▶ _Task goal_:
Print all the entries verbatim.
-- Begin Material for this exercise --
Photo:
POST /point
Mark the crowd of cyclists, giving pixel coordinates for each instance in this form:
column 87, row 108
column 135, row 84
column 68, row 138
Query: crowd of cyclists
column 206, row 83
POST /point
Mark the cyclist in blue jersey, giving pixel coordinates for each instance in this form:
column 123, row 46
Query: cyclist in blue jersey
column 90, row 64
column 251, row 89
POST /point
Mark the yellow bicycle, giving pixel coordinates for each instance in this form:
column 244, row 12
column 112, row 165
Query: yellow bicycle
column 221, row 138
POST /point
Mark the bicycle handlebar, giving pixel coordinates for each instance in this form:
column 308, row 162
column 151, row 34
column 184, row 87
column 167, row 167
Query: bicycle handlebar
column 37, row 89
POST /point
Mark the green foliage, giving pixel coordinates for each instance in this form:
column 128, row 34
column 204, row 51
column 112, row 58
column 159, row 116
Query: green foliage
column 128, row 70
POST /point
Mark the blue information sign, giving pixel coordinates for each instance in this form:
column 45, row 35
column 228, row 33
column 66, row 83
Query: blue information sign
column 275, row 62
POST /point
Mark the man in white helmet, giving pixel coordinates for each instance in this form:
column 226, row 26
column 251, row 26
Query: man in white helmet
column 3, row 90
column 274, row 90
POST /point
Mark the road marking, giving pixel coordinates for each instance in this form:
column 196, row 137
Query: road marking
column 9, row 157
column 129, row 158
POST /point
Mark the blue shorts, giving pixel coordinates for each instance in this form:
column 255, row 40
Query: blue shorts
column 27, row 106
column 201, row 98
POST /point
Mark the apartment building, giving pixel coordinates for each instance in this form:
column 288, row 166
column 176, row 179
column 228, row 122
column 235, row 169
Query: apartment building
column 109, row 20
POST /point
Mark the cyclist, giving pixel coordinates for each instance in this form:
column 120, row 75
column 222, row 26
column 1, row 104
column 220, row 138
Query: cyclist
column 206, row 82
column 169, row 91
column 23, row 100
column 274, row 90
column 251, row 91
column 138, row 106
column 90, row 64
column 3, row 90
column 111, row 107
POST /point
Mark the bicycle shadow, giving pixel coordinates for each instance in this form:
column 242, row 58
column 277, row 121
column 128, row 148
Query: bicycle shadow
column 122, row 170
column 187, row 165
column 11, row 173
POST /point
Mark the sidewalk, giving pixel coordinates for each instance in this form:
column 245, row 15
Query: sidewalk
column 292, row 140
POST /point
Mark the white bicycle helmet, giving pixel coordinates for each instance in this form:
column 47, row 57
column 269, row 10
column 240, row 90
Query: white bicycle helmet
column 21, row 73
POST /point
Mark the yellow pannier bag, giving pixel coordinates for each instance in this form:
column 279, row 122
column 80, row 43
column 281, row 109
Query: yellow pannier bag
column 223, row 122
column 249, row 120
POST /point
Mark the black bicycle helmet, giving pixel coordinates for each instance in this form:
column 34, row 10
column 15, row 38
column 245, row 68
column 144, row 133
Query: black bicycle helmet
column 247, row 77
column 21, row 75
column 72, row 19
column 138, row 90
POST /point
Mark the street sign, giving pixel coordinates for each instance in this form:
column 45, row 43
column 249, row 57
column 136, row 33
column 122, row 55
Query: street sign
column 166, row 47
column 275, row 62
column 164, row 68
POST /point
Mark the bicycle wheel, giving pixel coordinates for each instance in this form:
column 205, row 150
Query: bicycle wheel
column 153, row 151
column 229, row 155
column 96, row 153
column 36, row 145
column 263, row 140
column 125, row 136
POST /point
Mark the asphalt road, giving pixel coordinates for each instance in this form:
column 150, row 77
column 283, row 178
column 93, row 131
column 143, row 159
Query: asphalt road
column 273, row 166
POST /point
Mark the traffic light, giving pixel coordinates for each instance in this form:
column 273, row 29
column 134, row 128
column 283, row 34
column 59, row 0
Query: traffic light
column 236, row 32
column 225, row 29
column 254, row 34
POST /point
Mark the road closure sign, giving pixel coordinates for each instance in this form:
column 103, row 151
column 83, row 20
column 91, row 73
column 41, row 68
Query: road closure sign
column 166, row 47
-- End Material for this exercise --
▶ _Written response_:
Photo:
POST /point
Mark the crowd of cyclists, giving pixel coordinates for each instance in this form:
column 87, row 108
column 135, row 84
column 68, row 138
Query: crowd of cyclists
column 206, row 83
POST /point
Mark the cyclist in blue jersey, giving pixel coordinates for each instance in this form:
column 123, row 46
Query: cyclist in blue jersey
column 90, row 64
column 251, row 89
POST /point
Mark the yellow bicycle, giving pixel coordinates for each instance in this form:
column 244, row 12
column 112, row 165
Query: yellow bicycle
column 221, row 138
POST /point
Mark the bicycle handlebar, giving pixel coordinates for each instance in this form:
column 308, row 162
column 151, row 34
column 184, row 87
column 167, row 167
Query: bicycle handlebar
column 37, row 89
POST /point
Mark the green foliage, giving pixel coordinates for each instance in this form:
column 128, row 34
column 204, row 51
column 112, row 58
column 159, row 116
Query: green foliage
column 128, row 70
POST /point
Mark the blue information sign, giving pixel coordinates for each instance in this form:
column 45, row 35
column 228, row 33
column 66, row 83
Query: blue information sign
column 275, row 62
POST /point
Mark the man in white helmet, giving pixel coordinates for each instance in this form:
column 226, row 26
column 251, row 26
Query: man in white helmet
column 3, row 90
column 274, row 90
POST /point
Mark the road marking, giving pixel coordinates for each instance in this form:
column 196, row 137
Query: road marking
column 9, row 157
column 129, row 158
POST /point
Mark the blue shorts, giving pixel coordinates for each instance in this form:
column 255, row 40
Query: blue shorts
column 27, row 106
column 201, row 98
POST /point
Mark the apartment building, giving pixel coordinates for each instance in this form:
column 288, row 166
column 176, row 179
column 228, row 122
column 235, row 169
Query: apartment building
column 109, row 20
POST /point
Mark the cyclist, giving pixel coordinates for each instance in this form:
column 120, row 75
column 222, row 26
column 1, row 104
column 220, row 138
Query: cyclist
column 206, row 82
column 169, row 91
column 23, row 100
column 274, row 90
column 251, row 91
column 138, row 106
column 90, row 64
column 3, row 90
column 111, row 107
POST /point
Mark the bicycle shadow, giving pixel coordinates for each instance in this form:
column 242, row 58
column 277, row 121
column 128, row 148
Query: bicycle shadow
column 122, row 170
column 187, row 165
column 11, row 173
POST /point
Mark the sidewalk, giving pixel coordinates for each instance in this form:
column 245, row 15
Query: sidewalk
column 292, row 140
POST /point
Mark the white bicycle helmet, giving pixel coordinates for each instance in this form:
column 47, row 57
column 269, row 10
column 240, row 90
Query: white bicycle helmet
column 21, row 73
POST /point
Mark the yellow pannier bag, giving pixel coordinates for each instance in this form:
column 279, row 122
column 80, row 43
column 281, row 109
Query: yellow pannier bag
column 223, row 122
column 249, row 120
POST /point
Mark the black bicycle helmet, giving pixel coordinates for each instance in this form:
column 34, row 10
column 15, row 38
column 245, row 68
column 144, row 133
Query: black bicycle helmet
column 247, row 77
column 21, row 75
column 72, row 19
column 138, row 90
POST /point
Mark the street sign, giving pixel coordinates for each instance in this form:
column 45, row 43
column 249, row 57
column 136, row 33
column 122, row 55
Query: street sign
column 166, row 47
column 275, row 62
column 164, row 68
POST /point
Mark the bicycle wheel, giving pixel coordinates for each instance in this form:
column 205, row 150
Query: bicycle wheel
column 153, row 151
column 229, row 155
column 96, row 153
column 36, row 145
column 263, row 140
column 125, row 136
POST /point
Mark the asphalt road, giving pixel coordinates for each instance in this form:
column 150, row 77
column 283, row 178
column 93, row 131
column 143, row 159
Query: asphalt road
column 273, row 166
POST /point
Mark the traffic light, giving pixel coordinates for each instance in this form:
column 273, row 29
column 134, row 128
column 283, row 34
column 59, row 0
Query: traffic light
column 236, row 32
column 225, row 29
column 254, row 34
POST /point
Mark the road closure sign, giving pixel coordinates for each instance in this form:
column 103, row 151
column 83, row 20
column 91, row 73
column 41, row 68
Query: road closure sign
column 166, row 47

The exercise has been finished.